Upon reaching the line containing "User intent: locate the sky", output that line and all remaining lines exactly, through the end of the entries, and output nothing before it.

*** Opening Records supplied ***

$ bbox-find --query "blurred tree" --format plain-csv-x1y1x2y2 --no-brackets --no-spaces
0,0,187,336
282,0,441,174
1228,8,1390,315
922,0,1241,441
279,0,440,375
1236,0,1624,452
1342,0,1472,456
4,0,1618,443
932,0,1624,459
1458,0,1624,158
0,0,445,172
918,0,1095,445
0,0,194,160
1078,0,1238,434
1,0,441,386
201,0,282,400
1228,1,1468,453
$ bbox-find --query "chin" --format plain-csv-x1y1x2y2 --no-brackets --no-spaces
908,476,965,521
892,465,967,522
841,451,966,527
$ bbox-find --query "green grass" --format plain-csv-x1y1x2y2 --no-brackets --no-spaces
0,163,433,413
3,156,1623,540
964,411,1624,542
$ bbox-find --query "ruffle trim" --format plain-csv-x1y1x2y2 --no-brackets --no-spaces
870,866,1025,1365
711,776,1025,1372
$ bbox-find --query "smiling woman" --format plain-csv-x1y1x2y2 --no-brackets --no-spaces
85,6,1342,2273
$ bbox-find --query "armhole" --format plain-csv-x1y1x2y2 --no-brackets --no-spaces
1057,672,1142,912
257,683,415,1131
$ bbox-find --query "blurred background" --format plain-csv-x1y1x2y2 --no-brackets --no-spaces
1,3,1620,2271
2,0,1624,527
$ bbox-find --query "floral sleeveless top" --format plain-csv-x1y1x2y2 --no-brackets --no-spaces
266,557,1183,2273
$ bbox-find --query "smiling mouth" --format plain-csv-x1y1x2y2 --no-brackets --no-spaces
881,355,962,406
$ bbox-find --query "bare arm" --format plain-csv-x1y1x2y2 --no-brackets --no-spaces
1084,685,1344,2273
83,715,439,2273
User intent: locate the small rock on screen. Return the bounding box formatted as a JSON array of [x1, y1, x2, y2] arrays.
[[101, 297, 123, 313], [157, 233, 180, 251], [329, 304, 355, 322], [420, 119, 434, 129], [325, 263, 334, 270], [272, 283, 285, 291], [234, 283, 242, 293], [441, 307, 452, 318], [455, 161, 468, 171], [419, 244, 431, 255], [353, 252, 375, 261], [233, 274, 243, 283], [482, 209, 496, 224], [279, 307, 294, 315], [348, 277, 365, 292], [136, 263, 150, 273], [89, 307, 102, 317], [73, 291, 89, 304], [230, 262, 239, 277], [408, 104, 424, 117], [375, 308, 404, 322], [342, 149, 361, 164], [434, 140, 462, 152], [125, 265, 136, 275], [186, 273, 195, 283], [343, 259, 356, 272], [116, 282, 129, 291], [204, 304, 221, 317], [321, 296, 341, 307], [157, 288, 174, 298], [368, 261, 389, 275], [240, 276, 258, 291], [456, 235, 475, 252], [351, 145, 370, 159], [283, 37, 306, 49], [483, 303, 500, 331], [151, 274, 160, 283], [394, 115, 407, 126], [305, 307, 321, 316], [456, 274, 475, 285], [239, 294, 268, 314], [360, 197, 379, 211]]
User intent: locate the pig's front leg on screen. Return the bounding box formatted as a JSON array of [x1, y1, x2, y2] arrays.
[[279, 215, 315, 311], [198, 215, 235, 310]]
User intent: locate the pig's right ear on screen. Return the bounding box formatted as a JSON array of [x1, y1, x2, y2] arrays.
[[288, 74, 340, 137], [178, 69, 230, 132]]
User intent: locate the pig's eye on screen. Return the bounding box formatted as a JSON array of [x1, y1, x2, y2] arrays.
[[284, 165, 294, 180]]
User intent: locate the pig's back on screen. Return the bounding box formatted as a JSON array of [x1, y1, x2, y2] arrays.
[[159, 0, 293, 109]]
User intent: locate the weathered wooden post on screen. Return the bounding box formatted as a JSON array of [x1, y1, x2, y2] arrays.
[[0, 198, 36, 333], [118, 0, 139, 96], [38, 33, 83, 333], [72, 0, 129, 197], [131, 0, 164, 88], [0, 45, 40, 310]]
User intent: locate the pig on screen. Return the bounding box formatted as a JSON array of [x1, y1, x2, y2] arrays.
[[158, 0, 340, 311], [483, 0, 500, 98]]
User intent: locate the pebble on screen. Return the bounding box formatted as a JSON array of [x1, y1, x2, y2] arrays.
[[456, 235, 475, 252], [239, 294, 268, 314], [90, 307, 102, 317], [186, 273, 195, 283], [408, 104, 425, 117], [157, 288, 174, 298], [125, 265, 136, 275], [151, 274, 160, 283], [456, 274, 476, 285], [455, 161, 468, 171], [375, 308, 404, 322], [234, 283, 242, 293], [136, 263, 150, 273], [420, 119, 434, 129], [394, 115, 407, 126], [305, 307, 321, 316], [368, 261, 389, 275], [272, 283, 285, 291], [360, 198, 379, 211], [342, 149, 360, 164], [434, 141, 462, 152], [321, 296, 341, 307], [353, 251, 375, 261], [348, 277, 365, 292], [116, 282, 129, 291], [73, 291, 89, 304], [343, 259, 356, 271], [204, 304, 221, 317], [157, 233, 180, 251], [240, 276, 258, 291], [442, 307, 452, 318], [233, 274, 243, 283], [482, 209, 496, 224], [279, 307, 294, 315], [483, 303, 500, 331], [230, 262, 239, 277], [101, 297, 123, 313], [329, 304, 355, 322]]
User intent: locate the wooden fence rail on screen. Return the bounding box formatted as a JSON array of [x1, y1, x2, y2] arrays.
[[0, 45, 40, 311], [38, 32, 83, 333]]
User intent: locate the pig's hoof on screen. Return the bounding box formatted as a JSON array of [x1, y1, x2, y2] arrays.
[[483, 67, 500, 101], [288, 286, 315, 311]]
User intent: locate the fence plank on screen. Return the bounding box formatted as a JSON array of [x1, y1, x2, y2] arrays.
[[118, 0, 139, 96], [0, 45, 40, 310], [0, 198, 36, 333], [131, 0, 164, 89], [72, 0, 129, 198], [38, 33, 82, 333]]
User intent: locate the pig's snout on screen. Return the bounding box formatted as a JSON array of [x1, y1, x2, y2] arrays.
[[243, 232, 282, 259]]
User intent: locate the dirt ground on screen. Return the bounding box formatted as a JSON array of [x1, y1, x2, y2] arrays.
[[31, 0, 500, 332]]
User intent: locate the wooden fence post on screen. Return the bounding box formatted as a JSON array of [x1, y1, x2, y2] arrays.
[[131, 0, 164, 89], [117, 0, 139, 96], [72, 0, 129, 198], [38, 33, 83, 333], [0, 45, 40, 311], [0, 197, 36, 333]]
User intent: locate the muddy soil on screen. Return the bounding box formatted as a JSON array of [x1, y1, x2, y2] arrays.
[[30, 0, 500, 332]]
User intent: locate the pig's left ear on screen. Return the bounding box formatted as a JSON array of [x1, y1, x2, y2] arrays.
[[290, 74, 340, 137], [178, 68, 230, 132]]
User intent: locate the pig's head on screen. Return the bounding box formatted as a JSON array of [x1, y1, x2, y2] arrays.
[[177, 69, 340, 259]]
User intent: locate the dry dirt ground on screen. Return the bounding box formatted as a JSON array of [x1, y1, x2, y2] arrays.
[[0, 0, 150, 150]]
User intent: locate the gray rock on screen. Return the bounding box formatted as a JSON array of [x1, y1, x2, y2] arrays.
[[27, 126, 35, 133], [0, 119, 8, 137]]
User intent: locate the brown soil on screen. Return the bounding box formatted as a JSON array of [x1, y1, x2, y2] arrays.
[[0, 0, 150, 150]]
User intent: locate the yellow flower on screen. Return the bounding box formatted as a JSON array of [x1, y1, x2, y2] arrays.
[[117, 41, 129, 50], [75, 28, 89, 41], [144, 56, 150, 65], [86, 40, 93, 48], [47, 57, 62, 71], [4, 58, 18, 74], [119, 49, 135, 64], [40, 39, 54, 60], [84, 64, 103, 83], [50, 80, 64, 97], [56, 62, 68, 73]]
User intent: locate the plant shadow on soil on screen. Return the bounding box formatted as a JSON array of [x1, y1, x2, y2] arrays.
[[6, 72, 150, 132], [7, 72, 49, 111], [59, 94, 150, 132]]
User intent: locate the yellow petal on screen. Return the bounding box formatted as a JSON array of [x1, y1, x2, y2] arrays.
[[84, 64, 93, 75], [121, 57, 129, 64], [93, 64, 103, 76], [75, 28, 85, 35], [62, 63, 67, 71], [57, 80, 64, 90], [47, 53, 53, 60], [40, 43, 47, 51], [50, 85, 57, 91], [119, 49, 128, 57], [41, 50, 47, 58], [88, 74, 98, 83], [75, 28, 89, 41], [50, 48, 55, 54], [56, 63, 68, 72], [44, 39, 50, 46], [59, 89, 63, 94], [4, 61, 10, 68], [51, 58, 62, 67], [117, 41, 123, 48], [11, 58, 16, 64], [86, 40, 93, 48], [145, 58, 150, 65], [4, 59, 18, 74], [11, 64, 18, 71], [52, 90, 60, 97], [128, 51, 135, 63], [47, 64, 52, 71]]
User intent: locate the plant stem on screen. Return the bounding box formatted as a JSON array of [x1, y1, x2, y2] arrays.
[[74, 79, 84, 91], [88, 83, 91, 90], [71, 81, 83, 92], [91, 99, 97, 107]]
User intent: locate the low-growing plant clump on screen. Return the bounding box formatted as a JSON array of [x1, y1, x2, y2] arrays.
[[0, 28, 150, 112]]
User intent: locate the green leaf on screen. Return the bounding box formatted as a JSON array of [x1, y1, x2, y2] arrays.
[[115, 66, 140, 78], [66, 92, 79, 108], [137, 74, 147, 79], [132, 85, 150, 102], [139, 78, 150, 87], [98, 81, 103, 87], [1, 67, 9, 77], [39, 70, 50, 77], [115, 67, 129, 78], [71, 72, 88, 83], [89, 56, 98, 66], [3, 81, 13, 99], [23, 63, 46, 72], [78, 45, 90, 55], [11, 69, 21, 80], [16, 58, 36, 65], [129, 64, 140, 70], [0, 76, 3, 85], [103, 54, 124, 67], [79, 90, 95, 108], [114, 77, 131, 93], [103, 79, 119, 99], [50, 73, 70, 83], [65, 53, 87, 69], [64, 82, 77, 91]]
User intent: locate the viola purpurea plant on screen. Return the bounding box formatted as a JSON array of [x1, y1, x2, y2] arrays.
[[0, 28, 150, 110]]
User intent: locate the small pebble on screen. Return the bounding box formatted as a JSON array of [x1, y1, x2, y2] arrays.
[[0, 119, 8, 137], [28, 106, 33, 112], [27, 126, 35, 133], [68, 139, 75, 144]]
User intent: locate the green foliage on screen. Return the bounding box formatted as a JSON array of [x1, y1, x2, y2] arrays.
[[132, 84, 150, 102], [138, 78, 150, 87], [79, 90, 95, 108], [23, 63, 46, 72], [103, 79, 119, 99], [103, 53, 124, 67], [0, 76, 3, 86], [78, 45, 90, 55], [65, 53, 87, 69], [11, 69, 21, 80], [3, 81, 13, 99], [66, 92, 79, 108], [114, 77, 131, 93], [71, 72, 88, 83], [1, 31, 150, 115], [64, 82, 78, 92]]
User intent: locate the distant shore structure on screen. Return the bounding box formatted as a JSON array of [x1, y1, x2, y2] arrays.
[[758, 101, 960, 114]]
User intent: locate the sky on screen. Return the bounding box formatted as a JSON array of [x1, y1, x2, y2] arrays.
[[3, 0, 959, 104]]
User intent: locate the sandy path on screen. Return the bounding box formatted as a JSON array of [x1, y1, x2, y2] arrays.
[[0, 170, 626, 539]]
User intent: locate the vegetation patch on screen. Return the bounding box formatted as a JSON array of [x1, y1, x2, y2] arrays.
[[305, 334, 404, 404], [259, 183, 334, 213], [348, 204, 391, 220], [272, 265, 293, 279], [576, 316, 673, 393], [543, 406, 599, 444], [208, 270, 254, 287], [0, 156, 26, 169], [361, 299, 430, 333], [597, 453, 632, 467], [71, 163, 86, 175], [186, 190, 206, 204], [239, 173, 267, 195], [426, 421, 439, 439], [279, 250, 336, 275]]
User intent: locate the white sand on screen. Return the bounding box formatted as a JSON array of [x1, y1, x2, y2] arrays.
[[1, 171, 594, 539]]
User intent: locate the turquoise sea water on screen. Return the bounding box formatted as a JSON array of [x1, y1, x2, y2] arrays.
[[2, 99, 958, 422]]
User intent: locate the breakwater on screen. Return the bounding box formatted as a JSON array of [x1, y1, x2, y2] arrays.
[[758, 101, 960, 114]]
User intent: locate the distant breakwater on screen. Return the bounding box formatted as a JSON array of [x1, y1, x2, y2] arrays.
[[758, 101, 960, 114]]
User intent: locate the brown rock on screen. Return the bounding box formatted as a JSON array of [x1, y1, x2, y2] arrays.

*** Closing Records supplied ***

Completed exercise:
User intent: locate the sky on screen. Return the bounding box formatted as a JSON array of [x1, y1, x2, y2] arrays.
[[3, 0, 959, 104]]
User intent: locate the sandy path on screen. Return the bounding box formatted as a JSON array of [x1, y1, x2, y2] arrays.
[[0, 170, 626, 539]]
User intent: locate the vegetation patch on screen. Return the bounding box formatted as a JSON array of [x1, y1, x2, y2] arrays.
[[305, 334, 404, 404], [259, 183, 334, 213], [348, 204, 391, 220], [272, 265, 293, 279], [576, 316, 673, 393], [543, 406, 599, 444], [208, 270, 254, 287], [0, 156, 26, 169], [361, 299, 430, 333], [597, 453, 632, 467], [71, 163, 86, 175], [186, 190, 206, 204], [239, 173, 267, 195], [426, 421, 439, 439], [279, 250, 336, 275]]
User intent: locate the white sand on screen. Return the bounding box formatted as a JSON array of [x1, y1, x2, y2] arrays.
[[1, 171, 594, 539]]
User intent: locate the turquoise sea water on screen. Return the bounding box formatted as a JSON array of [x1, y1, x2, y2] arrays.
[[2, 99, 958, 422]]
User intent: locate the breakwater on screen. Return the bounding box formatted as a JSON array of [x1, y1, x2, y2] arrays.
[[758, 101, 960, 114]]
User intent: locate the distant breakwater on screen. Return the bounding box formatted as a JSON array of [x1, y1, x2, y2] arrays.
[[758, 101, 960, 114]]
User intent: locate the brown rock on screen. Return the bounding box formatted as a JSON array of [x1, y1, x2, y2] arrays.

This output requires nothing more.